Twenty years after his HIV diagnosis, there’s no stopping Michael Stokes, 56. The San Franciscan runs his own office-cleaning business, works out several times a week and is learning Spanish. “I even have to push the boys away,” he reports. His secret, he says, is a daily superdose of micronutrients.

Many positive people swear by their vitamins and minerals, but controversy has chased these regimens for years. For every personal testimonial of renewed health and stamina, you’ll find a naysayer who insists that the typical Western diet is more than adequate and that no research has shown that supplements enhance the well-being of positive people who eat such diets.

Stokes’ high-dose brew—concocted by his HIV doc, Jon Kaiser, MD—is the first to undergo the rigors of a study in positive Americans. Called K-PAX, it holds 33 nutritional items, from vitamins A, C and B to the less familiar boron and betaine HCL. Kaiser made news last summer when the Journal of AIDS published his 40-person trial, in which folks on HIV meds plus K-PAX averaged a 24% CD4-cell rise in 12 weeks, compared with no CD4 change in those not taking supplements.

Dataset content ▸
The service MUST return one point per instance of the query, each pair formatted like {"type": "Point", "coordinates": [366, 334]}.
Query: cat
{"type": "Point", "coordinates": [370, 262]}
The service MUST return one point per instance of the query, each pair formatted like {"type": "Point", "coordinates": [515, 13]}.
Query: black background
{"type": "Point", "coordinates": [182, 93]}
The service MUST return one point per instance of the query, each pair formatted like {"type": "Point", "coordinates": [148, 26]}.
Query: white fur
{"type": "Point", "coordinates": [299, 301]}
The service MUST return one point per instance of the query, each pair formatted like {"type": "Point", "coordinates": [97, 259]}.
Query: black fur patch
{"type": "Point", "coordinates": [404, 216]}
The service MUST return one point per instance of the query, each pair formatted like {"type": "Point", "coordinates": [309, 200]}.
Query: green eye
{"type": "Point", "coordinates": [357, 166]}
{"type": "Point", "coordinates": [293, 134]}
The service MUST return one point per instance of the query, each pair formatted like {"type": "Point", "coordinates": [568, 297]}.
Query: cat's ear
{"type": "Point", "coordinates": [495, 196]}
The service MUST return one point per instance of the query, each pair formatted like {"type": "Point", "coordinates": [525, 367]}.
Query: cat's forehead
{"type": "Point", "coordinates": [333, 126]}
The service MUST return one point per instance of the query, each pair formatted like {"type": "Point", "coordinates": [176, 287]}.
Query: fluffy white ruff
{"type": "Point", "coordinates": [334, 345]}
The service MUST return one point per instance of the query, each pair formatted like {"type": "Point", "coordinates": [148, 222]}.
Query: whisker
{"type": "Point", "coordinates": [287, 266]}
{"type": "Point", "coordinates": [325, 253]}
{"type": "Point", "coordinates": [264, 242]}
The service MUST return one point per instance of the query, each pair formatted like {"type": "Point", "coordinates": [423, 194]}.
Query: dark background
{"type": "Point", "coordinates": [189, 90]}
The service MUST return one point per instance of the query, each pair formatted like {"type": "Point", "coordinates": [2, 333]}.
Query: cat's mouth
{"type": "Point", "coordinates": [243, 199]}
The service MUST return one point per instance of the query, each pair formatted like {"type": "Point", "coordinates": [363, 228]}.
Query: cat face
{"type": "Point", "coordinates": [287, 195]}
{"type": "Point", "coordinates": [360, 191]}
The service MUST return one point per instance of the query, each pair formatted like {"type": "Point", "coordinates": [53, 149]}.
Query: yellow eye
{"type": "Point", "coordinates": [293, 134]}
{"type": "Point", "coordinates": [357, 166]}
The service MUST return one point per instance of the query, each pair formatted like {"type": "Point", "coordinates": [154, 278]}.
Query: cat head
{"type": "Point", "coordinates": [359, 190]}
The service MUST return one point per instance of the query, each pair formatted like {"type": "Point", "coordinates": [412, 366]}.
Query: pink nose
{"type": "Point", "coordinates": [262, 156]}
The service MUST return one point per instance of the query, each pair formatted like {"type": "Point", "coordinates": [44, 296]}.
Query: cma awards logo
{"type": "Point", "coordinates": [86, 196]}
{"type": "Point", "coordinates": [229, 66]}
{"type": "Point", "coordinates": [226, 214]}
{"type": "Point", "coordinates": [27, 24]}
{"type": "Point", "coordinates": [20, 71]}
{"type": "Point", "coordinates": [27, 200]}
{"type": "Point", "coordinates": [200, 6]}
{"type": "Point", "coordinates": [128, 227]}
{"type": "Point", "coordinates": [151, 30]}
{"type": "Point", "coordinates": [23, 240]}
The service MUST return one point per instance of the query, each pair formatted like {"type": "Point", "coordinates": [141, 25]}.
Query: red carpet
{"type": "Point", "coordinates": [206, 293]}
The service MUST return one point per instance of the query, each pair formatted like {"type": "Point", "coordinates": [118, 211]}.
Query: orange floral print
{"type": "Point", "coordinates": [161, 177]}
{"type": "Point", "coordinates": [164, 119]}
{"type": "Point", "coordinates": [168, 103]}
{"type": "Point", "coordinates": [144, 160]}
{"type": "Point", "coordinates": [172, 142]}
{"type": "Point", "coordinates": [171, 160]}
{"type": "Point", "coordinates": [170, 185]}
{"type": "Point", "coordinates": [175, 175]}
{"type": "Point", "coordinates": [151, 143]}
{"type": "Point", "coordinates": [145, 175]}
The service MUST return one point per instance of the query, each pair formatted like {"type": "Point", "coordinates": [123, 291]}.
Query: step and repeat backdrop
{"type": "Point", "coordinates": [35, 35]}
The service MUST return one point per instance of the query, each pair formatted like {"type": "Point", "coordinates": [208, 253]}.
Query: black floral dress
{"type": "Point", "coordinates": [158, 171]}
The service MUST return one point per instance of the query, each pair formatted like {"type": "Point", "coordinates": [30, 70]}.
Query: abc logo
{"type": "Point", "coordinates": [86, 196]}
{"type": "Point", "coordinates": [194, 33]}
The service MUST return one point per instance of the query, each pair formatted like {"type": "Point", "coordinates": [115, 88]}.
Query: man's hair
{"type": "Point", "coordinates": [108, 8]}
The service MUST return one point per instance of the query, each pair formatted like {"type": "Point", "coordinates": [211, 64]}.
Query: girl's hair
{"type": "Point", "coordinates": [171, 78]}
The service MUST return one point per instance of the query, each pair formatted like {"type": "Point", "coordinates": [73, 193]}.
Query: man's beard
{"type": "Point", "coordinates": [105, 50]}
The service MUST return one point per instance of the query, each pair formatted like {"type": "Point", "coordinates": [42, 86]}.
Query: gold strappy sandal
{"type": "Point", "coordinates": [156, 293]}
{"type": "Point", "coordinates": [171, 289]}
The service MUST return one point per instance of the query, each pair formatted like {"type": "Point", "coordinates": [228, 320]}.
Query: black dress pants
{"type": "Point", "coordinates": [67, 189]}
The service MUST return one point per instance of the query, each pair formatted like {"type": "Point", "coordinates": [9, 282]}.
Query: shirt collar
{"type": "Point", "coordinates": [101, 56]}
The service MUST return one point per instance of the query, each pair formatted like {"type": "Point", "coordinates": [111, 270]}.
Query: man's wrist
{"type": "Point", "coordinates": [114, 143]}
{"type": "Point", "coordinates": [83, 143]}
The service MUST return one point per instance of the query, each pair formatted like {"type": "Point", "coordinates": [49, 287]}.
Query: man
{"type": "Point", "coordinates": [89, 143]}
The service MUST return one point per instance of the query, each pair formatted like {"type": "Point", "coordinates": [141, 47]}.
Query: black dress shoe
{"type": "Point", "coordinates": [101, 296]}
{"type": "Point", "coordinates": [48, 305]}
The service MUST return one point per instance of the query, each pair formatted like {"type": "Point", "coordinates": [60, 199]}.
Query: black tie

Work instruction 1 ▸ Reproduce the portion of the article on Michael Stokes's supplements from "Many positive people" to "eat such diets.".
Work instruction 2 ▸ In the trial published in the Journal of AIDS, what average CD4-cell rise did people on HIV meds plus K-PAX see over 12 weeks, according to the article on Michael Stokes's supplements?

Written response 1 ▸
Many positive people swear by their vitamins and minerals, but controversy has chased these regimens for years. For every personal testimonial of renewed health and stamina, you’ll find a naysayer who insists that the typical Western diet is more than adequate and that no research has shown that supplements enhance the well-being of positive people who eat such diets.

Written response 2 ▸ An average rise of 24%.